- Opening Delimiter -

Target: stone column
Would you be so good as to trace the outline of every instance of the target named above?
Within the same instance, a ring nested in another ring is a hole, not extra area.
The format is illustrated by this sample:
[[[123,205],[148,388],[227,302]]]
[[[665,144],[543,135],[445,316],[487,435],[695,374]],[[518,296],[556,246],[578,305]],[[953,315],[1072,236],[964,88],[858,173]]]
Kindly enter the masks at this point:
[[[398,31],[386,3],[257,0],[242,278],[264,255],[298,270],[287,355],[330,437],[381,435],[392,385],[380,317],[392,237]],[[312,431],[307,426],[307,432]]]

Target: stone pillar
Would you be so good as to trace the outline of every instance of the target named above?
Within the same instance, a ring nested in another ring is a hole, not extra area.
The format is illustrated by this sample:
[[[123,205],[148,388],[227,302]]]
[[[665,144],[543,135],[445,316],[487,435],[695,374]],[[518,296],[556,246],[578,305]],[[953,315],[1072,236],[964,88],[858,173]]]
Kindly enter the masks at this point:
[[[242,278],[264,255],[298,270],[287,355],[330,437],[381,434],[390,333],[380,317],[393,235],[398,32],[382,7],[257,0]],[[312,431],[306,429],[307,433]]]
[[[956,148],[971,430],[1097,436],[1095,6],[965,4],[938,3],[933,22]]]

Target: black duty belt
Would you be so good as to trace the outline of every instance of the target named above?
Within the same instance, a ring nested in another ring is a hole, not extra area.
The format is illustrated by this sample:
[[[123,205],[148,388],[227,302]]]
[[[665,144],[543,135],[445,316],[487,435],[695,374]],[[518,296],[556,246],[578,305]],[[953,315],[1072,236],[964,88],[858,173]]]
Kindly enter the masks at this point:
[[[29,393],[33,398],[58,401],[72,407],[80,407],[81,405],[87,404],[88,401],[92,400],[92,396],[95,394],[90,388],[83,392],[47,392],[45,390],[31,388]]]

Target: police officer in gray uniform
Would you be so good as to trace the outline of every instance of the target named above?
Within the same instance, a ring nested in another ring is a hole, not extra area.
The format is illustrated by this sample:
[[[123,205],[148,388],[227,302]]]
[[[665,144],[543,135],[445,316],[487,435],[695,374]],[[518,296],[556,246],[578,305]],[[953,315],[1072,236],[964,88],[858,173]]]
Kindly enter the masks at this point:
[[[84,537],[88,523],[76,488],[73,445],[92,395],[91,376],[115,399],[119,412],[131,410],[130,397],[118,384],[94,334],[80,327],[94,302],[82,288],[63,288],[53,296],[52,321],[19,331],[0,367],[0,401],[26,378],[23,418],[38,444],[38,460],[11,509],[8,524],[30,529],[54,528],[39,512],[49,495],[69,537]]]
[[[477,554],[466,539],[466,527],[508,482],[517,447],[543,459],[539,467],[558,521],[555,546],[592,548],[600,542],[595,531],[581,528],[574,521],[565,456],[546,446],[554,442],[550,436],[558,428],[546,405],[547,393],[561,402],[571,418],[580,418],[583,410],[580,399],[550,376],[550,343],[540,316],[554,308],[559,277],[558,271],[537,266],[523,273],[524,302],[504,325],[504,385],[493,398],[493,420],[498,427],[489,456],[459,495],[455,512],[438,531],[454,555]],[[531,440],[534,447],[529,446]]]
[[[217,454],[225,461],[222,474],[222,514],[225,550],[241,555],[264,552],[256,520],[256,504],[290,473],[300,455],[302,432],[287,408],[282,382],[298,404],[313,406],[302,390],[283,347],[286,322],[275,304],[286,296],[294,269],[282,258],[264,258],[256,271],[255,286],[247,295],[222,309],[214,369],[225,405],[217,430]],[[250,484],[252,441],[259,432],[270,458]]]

- Closing Delimiter -

• Instructions to follow
Every record is to be repeated exactly as it stands above.

• Written solution
Target: stone column
Would you be so good as to trace the outline of every instance of the target named above?
Within the same instance, a ring nested in another ring is a hole, not extra area.
The format is illustrated by this sample:
[[[123,205],[148,388],[227,302]]]
[[[665,144],[543,135],[445,316],[487,435],[695,374]],[[518,296],[556,246],[578,305]],[[953,315],[1072,236],[964,88],[858,173]]]
Kindly enter the masks at this point:
[[[398,31],[386,3],[257,0],[242,278],[264,255],[298,270],[287,355],[330,437],[381,435],[392,385],[380,317],[392,237]],[[312,431],[307,426],[307,432]]]

Target: stone pillar
Would you be so good as to trace the outline of every instance of the target named above?
Within the same instance, a ring nested in another ring is a hole, not extra area.
The format is illustrated by this sample:
[[[123,205],[148,388],[227,302]]]
[[[665,144],[543,135],[445,316],[487,435],[695,374]],[[518,296],[556,246],[578,305]],[[953,315],[1072,236],[964,88],[858,173]]]
Kindly enter the masks at this point:
[[[242,278],[264,255],[298,270],[287,355],[330,437],[381,434],[390,333],[380,317],[393,235],[398,32],[382,7],[257,0]],[[312,431],[306,429],[307,433]]]
[[[956,148],[971,430],[1097,436],[1095,6],[965,4],[938,3],[933,22]]]

Target: black duty belt
Would you be so good as to trace the outline of every instance of the target named above?
Within the same instance, a ring nested in another ring is a hole, not extra area.
The format is illustrated by this sample:
[[[123,205],[148,388],[227,302]]]
[[[665,144],[543,135],[445,316],[487,435],[695,374]],[[518,296],[556,246],[578,305]],[[953,315],[1072,236],[964,88],[858,173]]]
Kindly enter the masks at this point:
[[[29,393],[33,398],[58,401],[72,407],[80,407],[81,405],[87,404],[88,401],[92,400],[92,396],[95,394],[90,388],[83,392],[47,392],[45,390],[31,388]]]

Target: police officer in gray uniform
Would you be so good as to trace the outline of every instance of the target named above?
Within the same instance, a ring nested in another ring is a hole, not extra area.
The format is illustrated by this sample:
[[[123,205],[148,388],[227,302]]]
[[[665,144],[543,135],[445,316],[487,435],[695,374]],[[518,296],[556,246],[578,305]],[[953,315],[1072,236],[964,88],[858,173]]]
Kindly enter the masks at this point:
[[[84,537],[88,523],[76,488],[73,445],[92,395],[91,376],[115,399],[119,412],[131,410],[130,397],[118,384],[94,334],[80,327],[94,302],[82,288],[63,288],[53,296],[52,321],[19,331],[0,367],[0,401],[26,378],[23,418],[38,444],[38,460],[11,509],[8,524],[30,529],[54,528],[39,512],[49,495],[69,537]]]
[[[477,554],[466,539],[466,527],[508,482],[517,447],[543,459],[539,467],[558,521],[555,546],[592,548],[600,542],[595,531],[581,528],[574,521],[565,456],[546,446],[554,442],[550,436],[558,428],[546,405],[547,393],[561,402],[571,418],[580,418],[583,410],[580,399],[550,376],[550,343],[540,316],[554,308],[559,277],[558,271],[537,266],[523,273],[524,302],[504,325],[504,385],[493,398],[493,420],[498,427],[489,456],[459,495],[455,512],[438,531],[454,555]],[[531,440],[534,447],[529,446]]]
[[[217,454],[225,461],[222,474],[222,514],[225,550],[241,555],[264,552],[256,520],[256,504],[290,473],[300,455],[302,432],[287,408],[282,382],[298,404],[313,406],[302,390],[283,347],[286,322],[275,304],[286,296],[294,269],[282,258],[264,258],[256,271],[255,286],[247,295],[222,309],[214,369],[225,405],[217,430]],[[250,484],[252,441],[259,432],[270,458]]]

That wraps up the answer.